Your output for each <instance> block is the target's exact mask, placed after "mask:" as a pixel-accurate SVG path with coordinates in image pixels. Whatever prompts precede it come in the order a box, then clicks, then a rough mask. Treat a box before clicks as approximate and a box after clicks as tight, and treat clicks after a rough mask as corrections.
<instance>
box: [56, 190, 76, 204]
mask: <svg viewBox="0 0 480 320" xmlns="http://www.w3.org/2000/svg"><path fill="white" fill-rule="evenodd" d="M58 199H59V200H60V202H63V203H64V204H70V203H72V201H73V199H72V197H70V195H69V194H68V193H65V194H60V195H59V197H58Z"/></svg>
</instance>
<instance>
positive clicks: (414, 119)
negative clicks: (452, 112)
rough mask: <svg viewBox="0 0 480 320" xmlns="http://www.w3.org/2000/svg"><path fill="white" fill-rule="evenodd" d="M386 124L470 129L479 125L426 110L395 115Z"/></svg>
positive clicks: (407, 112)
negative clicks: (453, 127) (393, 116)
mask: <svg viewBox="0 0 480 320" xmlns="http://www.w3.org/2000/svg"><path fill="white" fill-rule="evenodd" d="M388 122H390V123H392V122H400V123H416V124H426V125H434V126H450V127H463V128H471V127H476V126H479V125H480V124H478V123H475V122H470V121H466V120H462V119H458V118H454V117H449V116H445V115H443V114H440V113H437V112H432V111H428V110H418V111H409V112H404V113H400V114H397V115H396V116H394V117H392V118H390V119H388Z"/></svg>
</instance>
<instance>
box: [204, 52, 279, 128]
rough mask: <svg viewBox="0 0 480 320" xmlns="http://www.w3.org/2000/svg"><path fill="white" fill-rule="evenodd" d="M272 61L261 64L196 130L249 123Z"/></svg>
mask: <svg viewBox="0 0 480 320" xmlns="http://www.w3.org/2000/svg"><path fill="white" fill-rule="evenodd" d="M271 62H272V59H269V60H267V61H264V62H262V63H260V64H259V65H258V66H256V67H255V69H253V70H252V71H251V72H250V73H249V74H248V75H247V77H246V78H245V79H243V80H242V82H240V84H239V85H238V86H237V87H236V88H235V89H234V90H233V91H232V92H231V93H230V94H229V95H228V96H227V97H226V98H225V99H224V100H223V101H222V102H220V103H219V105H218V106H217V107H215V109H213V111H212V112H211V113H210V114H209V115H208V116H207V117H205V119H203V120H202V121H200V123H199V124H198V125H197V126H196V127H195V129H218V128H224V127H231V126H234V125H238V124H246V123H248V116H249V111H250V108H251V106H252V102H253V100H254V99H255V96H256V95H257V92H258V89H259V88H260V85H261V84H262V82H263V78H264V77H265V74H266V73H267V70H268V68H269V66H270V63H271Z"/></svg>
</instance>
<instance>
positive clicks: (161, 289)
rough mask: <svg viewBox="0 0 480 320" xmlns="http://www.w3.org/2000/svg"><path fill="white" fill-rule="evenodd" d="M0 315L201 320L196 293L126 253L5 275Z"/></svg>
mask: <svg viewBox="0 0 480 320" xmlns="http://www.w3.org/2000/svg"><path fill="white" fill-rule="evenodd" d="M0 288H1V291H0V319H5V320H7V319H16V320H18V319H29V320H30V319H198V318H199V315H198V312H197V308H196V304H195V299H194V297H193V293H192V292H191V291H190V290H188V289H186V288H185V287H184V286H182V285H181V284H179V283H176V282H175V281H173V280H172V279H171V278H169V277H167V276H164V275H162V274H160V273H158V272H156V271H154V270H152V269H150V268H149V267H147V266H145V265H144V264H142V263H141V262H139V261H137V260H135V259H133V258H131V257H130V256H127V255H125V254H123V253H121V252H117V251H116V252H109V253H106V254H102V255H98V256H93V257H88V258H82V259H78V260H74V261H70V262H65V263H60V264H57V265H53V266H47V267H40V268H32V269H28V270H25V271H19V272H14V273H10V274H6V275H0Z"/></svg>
******
Report back each line in the material above that contains the string "positive".

positive clicks: (414, 119)
positive clicks: (407, 112)
positive clicks: (161, 289)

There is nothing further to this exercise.